三菱電機情報技術総合研究所は、産業用機器のグラフィカルユーザーインターフェース(GUI)に使う小型高速のグラフィックスIPコア2種類を開発した。一つはアウトラインフォントに替わる新しい文字フォントをサポートするIP、製品名Saffronで、もう一つはGUIでアイコンやグラフィックスパーツを選択すると即座に変換されるというIPである。これは製品名Sesamicroと呼んでいる。

三菱の情報研はFPGAでハードウエア回路を組みデモした
三菱の情報研はFPGAでハードウエア回路を組みデモした


これは、産業用機器のユーザーインターフェースをグラフィカルに豊かにしようというもので、通勤電車内の行き先表示板や工場内での工程管理など作業者が互いに情報を共有するような用途を考えている。こういった工業用コンピュータのGUIは視認性と素早い反応において、これまではイマイチ悪く、産業用の組み込み機器でもGUIの高速処理ができるようするため、開発された。今のところ、三菱電機内の産業機器部門に納入するキャプティブ市場を考えている。

Saffron文字フォントは、拡大・縮小・回転などのLCDパネルをタッチしても即座に表示する。描画性能は8万文字/秒、文字フォントの権威であるAbobe Systems社のFlashにすでに採用され、Monotype Imaging社へライセンス供与している。従来のアウトラインフォントだと拡大した時に、文字がギザギザになるジャギー補正は使っていない。その代り、日本語文字の線の真ん中に骨組みを作る、「ストロークフォント」にも対応している。このフォントはアウトラインフォントとは違い、使用するメモリー容量を1/4に減らせるというメリットがある。
++++++++++++++++++++
#### 短い課題 1
三菱電機のグラフィックスIPに関する文章と、次の(a)〜(c)は合っていますか。それぞれ「はい」か「いいえ」で答え、決め手となる文章中の語句をそのまま引用してください。(a) Sesamicroは、アイコンやグラフィックスパーツを選ぶと即座に変換されるIPの製品名である。(b) 開発したIPは、現時点では社外の企業へ広く販売する予定である。(c) Saffronの描画性能は8万文字/秒である。
#### 短い課題 2
三菱電機のグラフィックスIPに関する文章のうち、「これは、産業用機器のユーザーインターフェースを」で始まる段落を、主な事実を残して箇条書きにしてもらえますか。
#### 短い課題 3
三菱電機のグラフィックスIPに関する文章によると、ストロークフォントはアウトラインフォントと違い、使用するメモリー容量をどれだけに減らせますか。
++++++++++++++++++++
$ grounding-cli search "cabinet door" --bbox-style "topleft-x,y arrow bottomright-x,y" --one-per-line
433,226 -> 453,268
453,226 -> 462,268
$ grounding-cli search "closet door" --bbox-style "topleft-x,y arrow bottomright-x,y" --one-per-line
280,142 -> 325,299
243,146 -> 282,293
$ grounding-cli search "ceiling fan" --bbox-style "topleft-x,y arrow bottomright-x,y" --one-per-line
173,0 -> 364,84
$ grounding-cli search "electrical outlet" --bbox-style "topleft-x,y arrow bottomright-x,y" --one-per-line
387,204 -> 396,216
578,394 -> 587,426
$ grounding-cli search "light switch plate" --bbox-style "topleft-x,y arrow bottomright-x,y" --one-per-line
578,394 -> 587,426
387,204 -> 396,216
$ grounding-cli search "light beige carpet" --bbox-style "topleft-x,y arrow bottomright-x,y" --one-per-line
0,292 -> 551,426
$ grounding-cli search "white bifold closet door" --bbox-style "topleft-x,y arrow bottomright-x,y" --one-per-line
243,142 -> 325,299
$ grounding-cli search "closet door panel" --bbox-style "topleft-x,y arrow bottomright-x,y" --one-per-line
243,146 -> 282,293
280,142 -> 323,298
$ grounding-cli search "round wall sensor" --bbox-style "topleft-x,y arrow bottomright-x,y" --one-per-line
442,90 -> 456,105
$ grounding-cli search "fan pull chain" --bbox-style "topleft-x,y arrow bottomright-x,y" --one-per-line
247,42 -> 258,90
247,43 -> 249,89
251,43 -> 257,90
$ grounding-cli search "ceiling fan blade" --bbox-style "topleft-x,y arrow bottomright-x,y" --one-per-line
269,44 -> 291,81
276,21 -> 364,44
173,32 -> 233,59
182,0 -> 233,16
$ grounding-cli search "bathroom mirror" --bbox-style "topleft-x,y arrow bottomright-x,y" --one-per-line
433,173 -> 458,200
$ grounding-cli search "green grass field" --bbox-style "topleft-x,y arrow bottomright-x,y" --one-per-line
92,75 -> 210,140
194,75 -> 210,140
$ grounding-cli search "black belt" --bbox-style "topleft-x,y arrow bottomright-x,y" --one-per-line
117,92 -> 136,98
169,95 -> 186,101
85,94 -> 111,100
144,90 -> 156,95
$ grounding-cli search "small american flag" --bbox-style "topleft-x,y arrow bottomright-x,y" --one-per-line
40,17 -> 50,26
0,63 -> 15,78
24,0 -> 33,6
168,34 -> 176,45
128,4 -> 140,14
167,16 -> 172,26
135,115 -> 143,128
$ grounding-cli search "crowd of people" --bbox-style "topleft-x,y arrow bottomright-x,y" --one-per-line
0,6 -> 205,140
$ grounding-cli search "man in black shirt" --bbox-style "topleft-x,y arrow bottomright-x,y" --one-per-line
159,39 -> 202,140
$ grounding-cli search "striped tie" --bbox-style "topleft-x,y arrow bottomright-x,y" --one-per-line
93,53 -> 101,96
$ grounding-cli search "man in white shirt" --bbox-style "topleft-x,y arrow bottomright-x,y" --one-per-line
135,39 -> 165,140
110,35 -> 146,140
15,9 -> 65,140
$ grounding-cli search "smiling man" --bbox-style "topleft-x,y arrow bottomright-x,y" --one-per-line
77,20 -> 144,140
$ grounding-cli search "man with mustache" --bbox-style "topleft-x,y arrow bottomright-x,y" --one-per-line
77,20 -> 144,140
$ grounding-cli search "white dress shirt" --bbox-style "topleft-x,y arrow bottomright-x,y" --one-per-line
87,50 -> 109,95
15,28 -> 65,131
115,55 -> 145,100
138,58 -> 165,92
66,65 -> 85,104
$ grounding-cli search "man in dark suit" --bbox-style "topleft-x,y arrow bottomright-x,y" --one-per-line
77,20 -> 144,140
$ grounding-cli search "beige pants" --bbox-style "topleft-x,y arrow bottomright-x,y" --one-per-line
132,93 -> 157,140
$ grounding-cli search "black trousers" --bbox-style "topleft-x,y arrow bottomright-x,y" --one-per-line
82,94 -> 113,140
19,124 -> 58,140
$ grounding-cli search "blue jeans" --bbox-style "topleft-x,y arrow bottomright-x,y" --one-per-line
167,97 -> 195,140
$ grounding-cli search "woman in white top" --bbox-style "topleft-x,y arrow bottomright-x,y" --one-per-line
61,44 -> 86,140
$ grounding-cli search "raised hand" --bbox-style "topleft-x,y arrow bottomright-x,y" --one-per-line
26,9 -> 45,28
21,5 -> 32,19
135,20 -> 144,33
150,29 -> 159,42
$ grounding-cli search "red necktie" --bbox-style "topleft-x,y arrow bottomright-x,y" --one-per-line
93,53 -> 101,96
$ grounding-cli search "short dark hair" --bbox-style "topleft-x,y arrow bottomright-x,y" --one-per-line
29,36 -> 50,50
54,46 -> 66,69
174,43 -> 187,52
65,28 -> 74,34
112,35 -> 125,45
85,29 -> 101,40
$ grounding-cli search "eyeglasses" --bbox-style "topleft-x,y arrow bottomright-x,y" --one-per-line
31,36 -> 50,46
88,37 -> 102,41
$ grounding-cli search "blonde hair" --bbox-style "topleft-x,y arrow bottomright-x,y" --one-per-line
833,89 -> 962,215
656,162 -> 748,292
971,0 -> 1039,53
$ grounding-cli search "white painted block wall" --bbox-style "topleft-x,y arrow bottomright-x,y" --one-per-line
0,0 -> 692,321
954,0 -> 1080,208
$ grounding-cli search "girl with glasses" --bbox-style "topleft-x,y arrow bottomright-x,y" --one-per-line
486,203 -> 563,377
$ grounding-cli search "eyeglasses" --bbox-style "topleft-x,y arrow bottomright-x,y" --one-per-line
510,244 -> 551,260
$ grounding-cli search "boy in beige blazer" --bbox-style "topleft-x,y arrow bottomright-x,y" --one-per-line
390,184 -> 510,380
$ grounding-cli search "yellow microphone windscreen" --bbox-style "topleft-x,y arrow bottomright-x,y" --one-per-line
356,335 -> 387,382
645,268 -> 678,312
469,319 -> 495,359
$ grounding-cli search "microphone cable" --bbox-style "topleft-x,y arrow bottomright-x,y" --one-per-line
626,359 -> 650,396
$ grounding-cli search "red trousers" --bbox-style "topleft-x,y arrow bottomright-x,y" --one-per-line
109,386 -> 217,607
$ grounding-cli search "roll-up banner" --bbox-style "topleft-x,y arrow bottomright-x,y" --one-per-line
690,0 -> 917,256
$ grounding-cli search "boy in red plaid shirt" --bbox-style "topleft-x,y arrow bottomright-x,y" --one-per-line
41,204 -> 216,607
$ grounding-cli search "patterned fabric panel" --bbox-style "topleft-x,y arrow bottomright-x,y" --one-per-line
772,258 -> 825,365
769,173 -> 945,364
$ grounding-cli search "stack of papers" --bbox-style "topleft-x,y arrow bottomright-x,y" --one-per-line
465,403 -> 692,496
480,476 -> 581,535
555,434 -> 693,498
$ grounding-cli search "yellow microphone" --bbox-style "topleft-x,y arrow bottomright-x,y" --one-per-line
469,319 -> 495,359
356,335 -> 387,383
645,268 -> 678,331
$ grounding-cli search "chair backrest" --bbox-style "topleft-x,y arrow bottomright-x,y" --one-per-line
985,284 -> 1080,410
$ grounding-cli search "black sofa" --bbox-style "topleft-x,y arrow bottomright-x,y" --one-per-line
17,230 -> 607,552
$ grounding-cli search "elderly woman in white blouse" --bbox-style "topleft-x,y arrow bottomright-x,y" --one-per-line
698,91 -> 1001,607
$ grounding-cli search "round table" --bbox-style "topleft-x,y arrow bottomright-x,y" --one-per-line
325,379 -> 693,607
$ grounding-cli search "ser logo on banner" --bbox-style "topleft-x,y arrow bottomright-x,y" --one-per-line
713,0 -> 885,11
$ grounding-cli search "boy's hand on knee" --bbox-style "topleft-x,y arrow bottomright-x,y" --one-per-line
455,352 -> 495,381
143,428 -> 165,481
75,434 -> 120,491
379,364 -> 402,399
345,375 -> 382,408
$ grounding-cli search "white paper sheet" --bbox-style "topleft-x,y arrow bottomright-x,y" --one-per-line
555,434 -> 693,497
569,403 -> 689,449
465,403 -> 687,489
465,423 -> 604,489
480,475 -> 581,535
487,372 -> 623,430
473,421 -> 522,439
++++++++++++++++++++
#### 最終回答 1
(a) はい:「もう一つはGUIでアイコンやグラフィックスパーツを選択すると即座に変換されるというIPである。これは製品名Sesamicroと呼んでいる。」
(b) いいえ:「今のところ、三菱電機内の産業機器部門に納入するキャプティブ市場を考えている。」
(c) はい:「描画性能は8万文字/秒」

#### 最終回答 2
- 目的:産業用機器のユーザーインターフェースをグラフィカルに豊かにする
- 想定用途:通勤電車内の行き先表示板、工場内での工程管理など、作業者が互いに情報を共有する用途
- 背景:工業用コンピュータのGUIは、視認性と素早い反応がこれまでイマイチ悪かった
- 開発の狙い:産業用の組み込み機器でもGUIを高速処理できるようにする
- 市場:今のところ、三菱電機内の産業機器部門に納入するキャプティブ市場を考えている

#### 最終回答 3
1/4に減らせます。